Actions to take:
A: Decide whether each statement below agrees with the piece on GE bioethanol maize, answering yes or no and quoting the deciding words. (i) Alpha-amylase enzymes are currently added to the maize during bioethanol processing. (ii) FSANZ's initial assessment found the maize unsafe. (iii) If approved, the amount of the GE maize allowed in foodstuffs would have an upper limit.
B: Answer these questions from the piece on GE bioethanol maize.
(i) On what date do public submissions to FSANZ close?
(ii) What kind of proteins does the maize contain?
(iii) If approved, up to what share of maize products could be this GE biofuel maize?
C: Carry on the piece on GE bioethanol maize, starting after its last sentence.

Extract to read:

● ● ●

Would you like to mutate with that?

The maize presents a very worrying development for GE crops. If approved, there would be little or no recourse if food or feed products become contaminated with this industrial GE maize. The maize was never intended for human consumption and contains proteins not normally present in the human diet. In other words, your breakfast cornflakes could contain GE bioethanol maize.

Currently alpha-amylase enzymes are added to the maize during the bioethanol processing stage to produce ethanol. It is not necessary to genetically engineer the gene for this enzyme into maize. The only possible rationale is cost effectiveness – a poor justification for putting the food supply at risk.

Public submissions to Food Standards Australia New Zealand (FSANZ) regarding the GE alpha-amylase corn close on 4 July, however its initial assessment has deemed the maize safe.

If the GE maize is approved for food and feed, there is no upper limit on how much would be allowed in foodstuffs, despite the food and feed safety claims that it would only be present in trace amounts. If approved, maize products could contain up to 100% of this GE biofuel maize.

● ● ●

Records excerpted from a collection

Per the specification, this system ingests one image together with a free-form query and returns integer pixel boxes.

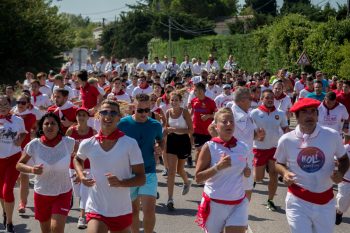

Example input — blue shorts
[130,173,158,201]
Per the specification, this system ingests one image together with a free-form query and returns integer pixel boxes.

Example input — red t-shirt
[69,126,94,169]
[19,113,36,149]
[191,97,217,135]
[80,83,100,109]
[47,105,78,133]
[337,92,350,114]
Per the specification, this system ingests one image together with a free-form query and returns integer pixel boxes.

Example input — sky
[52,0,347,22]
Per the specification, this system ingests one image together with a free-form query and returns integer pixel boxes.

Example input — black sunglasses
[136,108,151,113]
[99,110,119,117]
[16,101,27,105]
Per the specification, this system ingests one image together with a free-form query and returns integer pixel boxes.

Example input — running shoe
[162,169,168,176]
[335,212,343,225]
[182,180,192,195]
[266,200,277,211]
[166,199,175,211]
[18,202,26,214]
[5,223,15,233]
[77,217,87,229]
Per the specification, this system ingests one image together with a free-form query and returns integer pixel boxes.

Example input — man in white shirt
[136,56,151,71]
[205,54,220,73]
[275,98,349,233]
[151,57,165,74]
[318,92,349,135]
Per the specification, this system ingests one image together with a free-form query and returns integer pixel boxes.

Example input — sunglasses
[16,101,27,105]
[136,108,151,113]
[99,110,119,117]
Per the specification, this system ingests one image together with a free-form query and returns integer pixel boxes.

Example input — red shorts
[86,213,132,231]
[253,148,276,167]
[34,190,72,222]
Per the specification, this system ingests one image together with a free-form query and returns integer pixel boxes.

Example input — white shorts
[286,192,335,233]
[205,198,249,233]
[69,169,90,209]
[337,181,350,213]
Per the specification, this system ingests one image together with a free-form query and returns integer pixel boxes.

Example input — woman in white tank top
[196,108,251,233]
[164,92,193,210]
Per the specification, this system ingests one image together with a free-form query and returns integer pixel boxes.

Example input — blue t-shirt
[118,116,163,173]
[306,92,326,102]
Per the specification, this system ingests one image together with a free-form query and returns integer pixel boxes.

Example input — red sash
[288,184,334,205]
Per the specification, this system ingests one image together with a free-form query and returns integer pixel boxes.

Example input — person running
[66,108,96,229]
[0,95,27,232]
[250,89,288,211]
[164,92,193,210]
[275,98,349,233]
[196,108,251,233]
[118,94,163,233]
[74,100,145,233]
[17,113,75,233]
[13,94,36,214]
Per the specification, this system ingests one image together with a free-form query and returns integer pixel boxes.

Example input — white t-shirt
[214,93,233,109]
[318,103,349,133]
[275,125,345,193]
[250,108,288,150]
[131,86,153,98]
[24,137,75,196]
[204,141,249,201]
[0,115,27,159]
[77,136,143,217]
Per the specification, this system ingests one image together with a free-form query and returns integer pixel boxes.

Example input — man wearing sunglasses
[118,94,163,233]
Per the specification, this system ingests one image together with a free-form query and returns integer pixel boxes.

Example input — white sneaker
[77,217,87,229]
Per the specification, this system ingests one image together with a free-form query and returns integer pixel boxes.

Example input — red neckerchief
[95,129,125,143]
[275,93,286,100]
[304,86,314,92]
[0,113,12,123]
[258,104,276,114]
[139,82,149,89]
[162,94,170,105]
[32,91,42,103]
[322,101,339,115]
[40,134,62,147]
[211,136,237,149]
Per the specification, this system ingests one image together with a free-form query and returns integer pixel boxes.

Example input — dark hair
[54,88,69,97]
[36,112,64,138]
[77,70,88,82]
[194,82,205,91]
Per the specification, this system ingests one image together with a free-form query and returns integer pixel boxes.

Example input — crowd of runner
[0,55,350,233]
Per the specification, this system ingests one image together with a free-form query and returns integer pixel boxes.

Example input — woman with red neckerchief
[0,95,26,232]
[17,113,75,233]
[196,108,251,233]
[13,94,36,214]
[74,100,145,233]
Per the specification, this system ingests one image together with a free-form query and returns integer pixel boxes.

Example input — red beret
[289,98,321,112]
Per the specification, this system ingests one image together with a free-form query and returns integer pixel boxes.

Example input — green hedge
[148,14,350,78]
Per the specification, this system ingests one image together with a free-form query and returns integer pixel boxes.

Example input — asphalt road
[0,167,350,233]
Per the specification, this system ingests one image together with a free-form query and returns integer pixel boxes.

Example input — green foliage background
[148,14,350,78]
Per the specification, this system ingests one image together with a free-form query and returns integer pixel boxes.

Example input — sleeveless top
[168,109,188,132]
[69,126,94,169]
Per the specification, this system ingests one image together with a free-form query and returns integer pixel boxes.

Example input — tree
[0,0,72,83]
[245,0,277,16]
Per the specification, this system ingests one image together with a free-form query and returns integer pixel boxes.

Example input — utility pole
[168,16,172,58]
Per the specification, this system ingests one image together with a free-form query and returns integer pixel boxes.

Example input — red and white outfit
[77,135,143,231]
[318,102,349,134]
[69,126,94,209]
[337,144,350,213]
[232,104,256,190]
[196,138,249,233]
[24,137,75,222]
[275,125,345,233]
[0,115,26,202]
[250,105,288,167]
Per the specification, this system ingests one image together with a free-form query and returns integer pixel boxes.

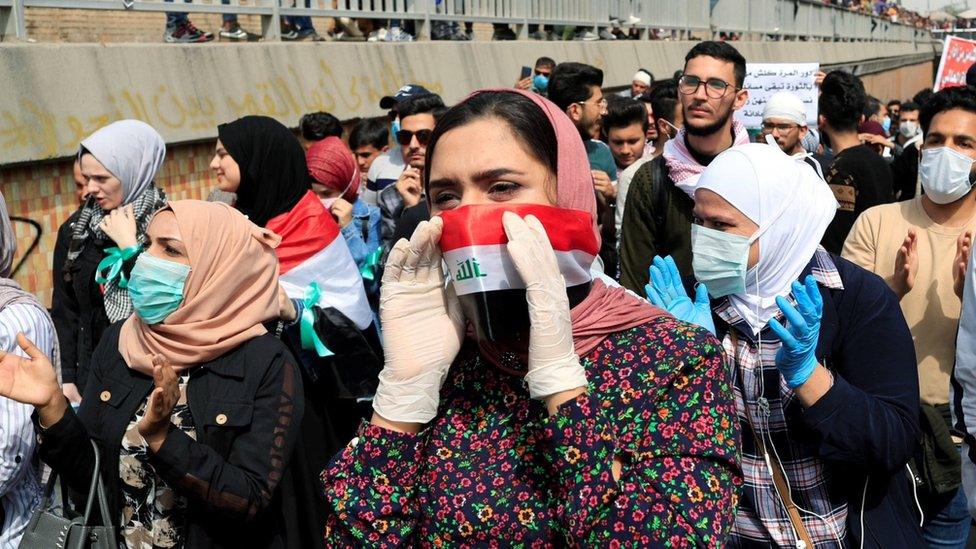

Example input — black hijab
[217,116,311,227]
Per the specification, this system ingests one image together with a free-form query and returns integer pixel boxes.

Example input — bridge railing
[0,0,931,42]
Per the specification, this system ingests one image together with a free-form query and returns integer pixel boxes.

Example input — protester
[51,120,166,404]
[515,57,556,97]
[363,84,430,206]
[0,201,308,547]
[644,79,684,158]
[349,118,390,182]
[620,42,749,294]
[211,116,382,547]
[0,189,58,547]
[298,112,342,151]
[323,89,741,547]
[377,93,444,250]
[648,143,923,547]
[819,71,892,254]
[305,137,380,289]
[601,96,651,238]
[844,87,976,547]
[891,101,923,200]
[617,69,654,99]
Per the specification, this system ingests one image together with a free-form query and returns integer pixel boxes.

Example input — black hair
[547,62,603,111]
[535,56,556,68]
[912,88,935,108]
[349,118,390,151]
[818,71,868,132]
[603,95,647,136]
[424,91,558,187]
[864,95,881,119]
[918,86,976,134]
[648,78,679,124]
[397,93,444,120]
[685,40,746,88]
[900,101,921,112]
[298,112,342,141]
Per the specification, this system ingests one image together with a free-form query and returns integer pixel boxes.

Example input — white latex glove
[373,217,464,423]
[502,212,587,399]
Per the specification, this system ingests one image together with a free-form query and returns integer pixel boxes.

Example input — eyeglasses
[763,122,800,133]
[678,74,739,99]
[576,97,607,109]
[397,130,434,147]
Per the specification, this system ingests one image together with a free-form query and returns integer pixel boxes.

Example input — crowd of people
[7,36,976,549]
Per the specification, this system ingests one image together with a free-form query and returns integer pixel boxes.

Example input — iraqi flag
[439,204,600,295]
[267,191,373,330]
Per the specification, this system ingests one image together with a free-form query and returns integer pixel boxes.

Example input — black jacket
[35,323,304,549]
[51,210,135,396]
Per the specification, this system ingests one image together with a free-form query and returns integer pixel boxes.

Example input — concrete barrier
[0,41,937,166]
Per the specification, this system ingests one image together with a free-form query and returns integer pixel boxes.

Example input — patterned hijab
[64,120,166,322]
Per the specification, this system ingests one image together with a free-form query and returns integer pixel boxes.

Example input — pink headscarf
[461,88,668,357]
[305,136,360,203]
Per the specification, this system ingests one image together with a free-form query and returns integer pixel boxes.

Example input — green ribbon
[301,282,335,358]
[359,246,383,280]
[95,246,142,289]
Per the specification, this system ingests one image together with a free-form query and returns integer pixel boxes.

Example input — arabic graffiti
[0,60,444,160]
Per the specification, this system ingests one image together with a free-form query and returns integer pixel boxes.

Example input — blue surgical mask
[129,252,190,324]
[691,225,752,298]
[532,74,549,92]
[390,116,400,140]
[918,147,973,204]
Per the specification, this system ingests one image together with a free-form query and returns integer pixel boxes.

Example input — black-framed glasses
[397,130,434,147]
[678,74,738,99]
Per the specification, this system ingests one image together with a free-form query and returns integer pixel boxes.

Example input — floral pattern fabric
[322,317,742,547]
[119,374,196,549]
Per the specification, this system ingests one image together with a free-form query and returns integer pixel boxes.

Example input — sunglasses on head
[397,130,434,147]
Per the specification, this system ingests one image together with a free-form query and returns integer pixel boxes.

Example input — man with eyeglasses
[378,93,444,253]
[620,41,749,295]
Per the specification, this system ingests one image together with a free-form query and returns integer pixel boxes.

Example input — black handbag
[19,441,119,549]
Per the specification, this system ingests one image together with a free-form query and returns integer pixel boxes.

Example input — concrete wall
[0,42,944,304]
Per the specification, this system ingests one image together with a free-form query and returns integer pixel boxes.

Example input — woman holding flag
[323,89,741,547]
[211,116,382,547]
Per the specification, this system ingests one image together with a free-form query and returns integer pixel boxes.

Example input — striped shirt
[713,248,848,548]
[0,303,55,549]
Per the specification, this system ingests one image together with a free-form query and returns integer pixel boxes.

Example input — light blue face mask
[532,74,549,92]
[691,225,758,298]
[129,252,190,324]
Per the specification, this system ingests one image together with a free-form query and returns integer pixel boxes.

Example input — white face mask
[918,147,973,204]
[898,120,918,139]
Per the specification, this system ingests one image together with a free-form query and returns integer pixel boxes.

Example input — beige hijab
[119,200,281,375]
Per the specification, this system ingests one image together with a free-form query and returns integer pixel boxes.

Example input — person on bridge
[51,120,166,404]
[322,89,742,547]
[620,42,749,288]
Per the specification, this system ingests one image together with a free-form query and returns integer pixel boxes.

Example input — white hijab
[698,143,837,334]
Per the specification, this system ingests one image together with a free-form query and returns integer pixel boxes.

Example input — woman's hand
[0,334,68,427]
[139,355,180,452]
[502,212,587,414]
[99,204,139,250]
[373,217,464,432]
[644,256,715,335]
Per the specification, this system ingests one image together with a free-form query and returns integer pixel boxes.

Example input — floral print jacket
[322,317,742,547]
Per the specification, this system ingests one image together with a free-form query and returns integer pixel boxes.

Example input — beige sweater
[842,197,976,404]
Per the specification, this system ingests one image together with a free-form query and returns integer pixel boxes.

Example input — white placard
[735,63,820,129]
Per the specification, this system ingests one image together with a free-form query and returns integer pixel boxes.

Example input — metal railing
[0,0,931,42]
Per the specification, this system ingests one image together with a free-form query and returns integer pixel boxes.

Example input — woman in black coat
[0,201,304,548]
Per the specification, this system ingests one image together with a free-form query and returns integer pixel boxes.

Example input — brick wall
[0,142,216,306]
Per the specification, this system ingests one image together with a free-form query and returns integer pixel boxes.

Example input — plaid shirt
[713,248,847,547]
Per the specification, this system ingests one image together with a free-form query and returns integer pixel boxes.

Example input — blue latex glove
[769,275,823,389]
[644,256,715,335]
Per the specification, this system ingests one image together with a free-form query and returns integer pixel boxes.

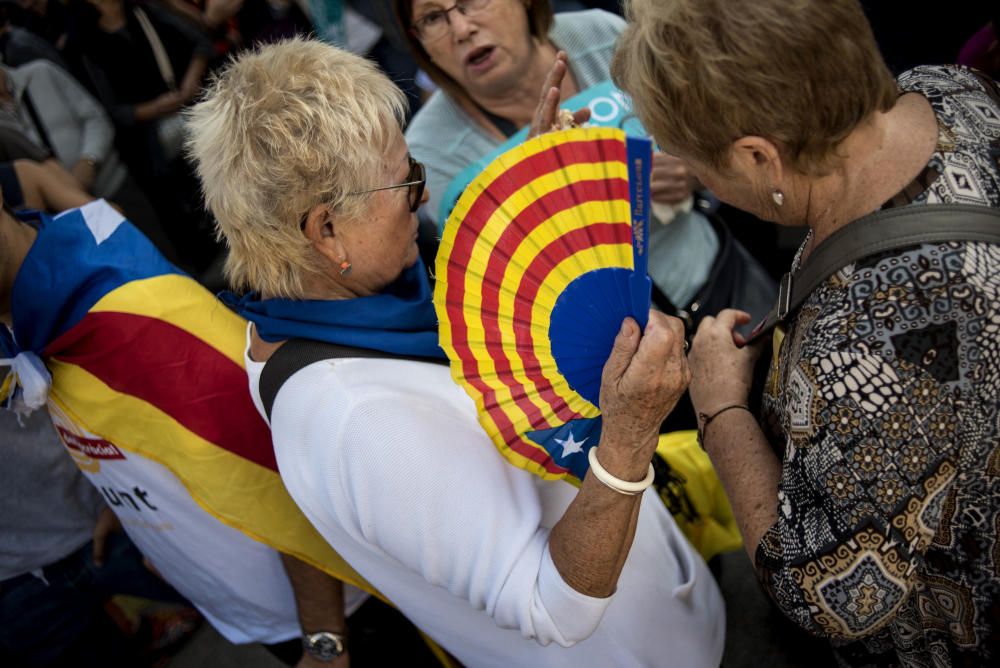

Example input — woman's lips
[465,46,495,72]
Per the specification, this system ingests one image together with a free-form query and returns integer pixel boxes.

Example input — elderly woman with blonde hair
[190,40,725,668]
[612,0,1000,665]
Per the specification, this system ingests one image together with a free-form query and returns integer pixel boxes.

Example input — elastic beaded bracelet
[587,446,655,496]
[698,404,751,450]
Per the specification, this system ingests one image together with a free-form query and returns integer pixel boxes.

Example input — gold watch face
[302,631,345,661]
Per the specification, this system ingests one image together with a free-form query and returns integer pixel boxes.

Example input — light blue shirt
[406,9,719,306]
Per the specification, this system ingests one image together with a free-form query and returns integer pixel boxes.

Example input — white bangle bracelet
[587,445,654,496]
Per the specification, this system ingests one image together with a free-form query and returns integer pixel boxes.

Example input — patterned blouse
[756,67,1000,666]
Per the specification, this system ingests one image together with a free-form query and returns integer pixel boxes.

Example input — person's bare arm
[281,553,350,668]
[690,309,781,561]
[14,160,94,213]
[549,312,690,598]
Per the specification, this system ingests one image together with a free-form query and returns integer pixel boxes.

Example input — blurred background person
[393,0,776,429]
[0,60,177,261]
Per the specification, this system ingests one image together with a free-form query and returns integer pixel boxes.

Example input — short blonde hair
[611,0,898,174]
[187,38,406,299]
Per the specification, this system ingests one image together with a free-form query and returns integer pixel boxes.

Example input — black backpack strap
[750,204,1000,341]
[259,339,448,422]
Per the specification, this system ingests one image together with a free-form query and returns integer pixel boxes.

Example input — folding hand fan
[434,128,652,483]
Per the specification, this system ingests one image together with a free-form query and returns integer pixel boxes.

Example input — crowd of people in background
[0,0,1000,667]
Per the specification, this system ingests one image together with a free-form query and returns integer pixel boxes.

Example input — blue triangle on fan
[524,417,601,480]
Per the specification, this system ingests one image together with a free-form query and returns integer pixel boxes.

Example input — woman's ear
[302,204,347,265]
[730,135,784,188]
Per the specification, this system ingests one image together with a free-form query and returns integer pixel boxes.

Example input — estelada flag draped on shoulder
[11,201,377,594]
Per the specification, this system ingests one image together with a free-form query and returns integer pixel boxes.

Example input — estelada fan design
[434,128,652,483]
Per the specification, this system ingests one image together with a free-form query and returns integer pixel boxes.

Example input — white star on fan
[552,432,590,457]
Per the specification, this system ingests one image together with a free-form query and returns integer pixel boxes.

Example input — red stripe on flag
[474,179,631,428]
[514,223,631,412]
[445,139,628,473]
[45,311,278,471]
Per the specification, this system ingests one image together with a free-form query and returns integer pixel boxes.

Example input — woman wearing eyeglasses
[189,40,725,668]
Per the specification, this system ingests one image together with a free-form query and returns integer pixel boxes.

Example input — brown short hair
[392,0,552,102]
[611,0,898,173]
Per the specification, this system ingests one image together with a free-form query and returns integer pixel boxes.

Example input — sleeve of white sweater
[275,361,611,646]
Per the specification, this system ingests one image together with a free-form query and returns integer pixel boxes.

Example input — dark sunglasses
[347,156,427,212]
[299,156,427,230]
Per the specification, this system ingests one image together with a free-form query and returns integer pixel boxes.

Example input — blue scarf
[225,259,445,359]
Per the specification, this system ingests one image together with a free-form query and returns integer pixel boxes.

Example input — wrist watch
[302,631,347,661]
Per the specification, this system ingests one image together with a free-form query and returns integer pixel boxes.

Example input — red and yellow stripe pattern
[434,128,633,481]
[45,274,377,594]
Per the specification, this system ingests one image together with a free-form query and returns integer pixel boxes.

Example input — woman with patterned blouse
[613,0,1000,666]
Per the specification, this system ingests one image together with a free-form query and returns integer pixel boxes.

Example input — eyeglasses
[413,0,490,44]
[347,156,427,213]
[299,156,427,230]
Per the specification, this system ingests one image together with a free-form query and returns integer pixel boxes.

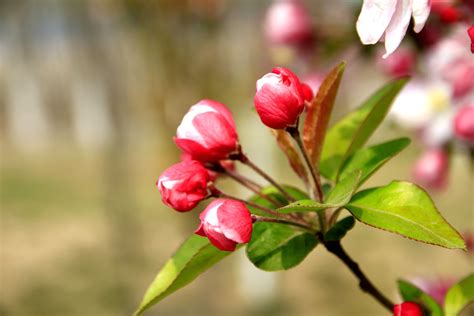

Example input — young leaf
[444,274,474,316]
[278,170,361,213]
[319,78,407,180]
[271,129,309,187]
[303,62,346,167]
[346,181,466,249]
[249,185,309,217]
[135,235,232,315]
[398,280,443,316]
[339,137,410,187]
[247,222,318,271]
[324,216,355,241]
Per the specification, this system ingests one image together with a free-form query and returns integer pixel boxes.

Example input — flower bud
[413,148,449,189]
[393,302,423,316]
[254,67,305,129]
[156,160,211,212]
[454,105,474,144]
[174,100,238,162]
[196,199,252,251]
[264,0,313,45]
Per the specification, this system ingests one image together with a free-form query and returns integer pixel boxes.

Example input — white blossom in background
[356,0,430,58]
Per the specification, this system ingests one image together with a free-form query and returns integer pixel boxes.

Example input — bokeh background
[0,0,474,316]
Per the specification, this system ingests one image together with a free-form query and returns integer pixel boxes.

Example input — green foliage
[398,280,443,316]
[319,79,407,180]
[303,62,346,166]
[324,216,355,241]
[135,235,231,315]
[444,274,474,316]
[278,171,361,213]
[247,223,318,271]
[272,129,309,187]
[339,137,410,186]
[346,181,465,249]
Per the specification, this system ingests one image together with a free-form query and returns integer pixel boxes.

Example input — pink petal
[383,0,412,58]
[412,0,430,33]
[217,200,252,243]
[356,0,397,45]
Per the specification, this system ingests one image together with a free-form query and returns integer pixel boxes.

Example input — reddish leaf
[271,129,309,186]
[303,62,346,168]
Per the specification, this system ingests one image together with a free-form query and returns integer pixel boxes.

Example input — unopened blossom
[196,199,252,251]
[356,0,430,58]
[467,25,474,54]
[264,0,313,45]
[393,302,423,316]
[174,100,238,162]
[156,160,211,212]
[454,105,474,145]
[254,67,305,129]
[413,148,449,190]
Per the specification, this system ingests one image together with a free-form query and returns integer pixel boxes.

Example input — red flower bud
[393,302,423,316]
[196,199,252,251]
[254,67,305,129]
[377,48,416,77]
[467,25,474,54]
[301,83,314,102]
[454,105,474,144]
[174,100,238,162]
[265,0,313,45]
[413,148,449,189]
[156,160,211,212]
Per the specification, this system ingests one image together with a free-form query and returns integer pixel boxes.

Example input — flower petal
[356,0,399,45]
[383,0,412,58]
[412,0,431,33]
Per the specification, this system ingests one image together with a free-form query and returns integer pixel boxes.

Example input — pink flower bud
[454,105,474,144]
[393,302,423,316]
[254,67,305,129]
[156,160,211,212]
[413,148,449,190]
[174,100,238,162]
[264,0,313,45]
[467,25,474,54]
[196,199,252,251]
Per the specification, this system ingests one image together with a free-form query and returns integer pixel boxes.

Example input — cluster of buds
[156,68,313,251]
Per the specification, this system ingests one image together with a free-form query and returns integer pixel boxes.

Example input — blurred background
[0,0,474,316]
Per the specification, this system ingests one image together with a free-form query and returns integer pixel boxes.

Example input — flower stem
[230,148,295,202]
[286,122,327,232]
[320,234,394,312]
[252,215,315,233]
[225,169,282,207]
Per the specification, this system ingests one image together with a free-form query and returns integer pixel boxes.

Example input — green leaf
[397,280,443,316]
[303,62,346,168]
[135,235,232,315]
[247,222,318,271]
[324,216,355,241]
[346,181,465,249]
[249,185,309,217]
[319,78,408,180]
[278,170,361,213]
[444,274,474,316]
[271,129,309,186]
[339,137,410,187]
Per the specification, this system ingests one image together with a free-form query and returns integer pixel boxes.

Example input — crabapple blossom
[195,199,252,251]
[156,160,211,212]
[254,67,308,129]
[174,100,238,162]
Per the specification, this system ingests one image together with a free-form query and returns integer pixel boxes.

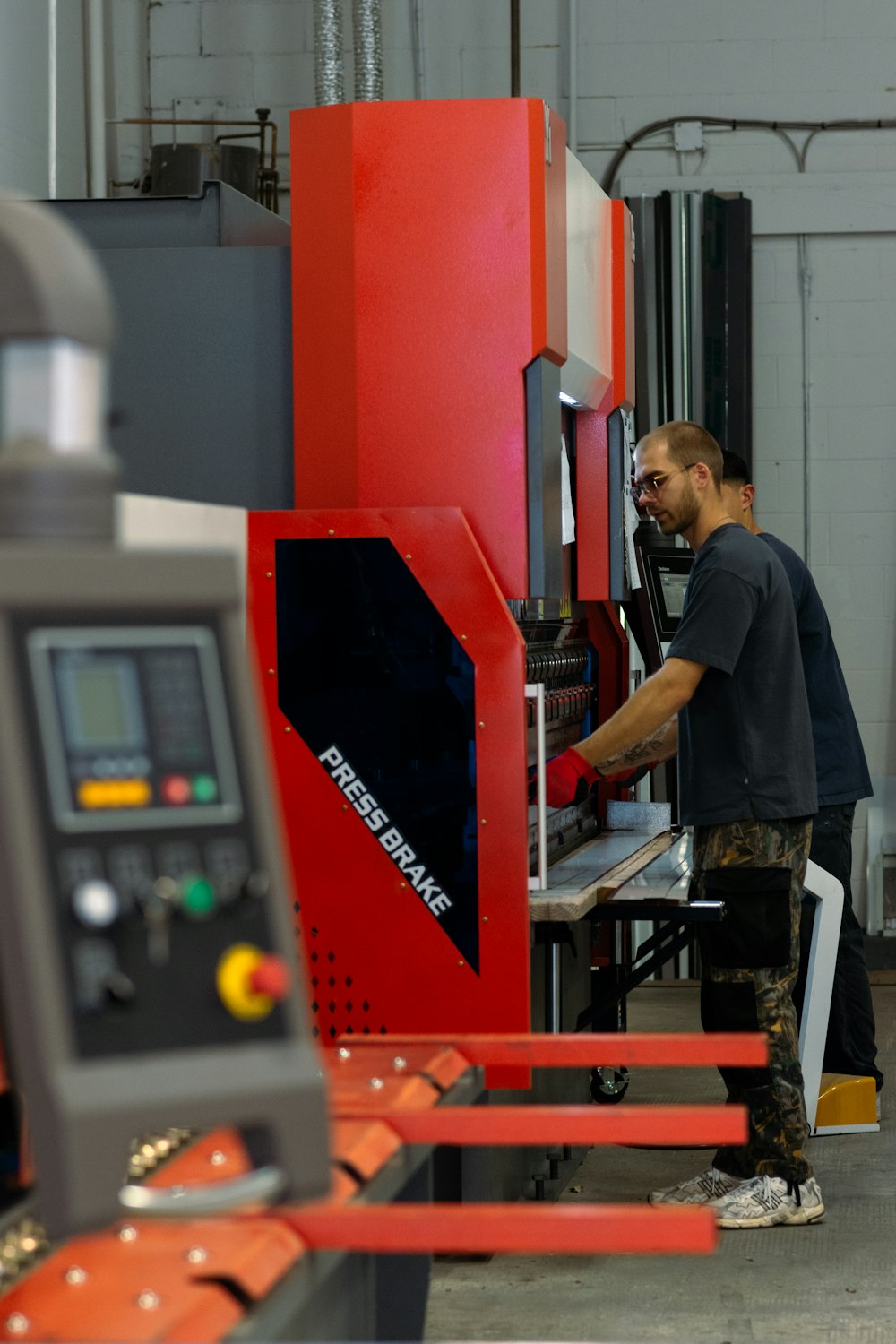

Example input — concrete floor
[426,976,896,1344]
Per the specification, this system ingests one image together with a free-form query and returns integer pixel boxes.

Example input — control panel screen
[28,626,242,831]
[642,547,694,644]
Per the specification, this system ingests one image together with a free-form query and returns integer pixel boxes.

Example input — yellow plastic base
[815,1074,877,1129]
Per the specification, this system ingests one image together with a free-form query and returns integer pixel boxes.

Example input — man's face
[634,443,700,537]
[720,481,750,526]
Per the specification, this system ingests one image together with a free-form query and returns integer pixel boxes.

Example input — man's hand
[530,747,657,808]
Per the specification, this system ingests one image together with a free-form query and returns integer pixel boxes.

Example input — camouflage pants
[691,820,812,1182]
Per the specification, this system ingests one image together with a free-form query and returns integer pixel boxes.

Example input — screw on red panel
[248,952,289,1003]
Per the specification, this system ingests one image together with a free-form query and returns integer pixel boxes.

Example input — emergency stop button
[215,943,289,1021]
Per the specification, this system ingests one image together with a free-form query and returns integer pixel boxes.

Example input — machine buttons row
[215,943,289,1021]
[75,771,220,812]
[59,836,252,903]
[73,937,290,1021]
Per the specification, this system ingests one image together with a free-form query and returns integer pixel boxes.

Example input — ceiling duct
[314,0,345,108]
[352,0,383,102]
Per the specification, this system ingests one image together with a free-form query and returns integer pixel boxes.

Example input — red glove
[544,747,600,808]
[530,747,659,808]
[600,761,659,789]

● ● ●

Replies:
A:
(i) Yes: "Currently alpha-amylase enzymes are added to the maize during the bioethanol processing stage to produce ethanol."
(ii) No: "however its initial assessment has deemed the maize safe."
(iii) No: "there is no upper limit on how much would be allowed in foodstuffs"

B:
(i) 4 July
(ii) Proteins not normally present in the human diet
(iii) Up to 100%

C:
Syngenta’s GE maize should be rejected on the basis that it is not necessary, is a risk to food and environmental safety and is likely to contaminate our food chain.

With millions of dollars invested in GE crops through CSIRO, and increasing pressure from the US to lift trade barriers, it seems that the Government is determined to bring these crops to market. This agenda has permeated many of the Government’s agencies – including Food Standards Australia New Zealand (FSANZ). Since the Federal Government clearly can’t be trusted to protect us from unsafe and unwanted GE crops, it is down to the individual states to do the right thing for consumers and the environment and keep GE crops out of our fields.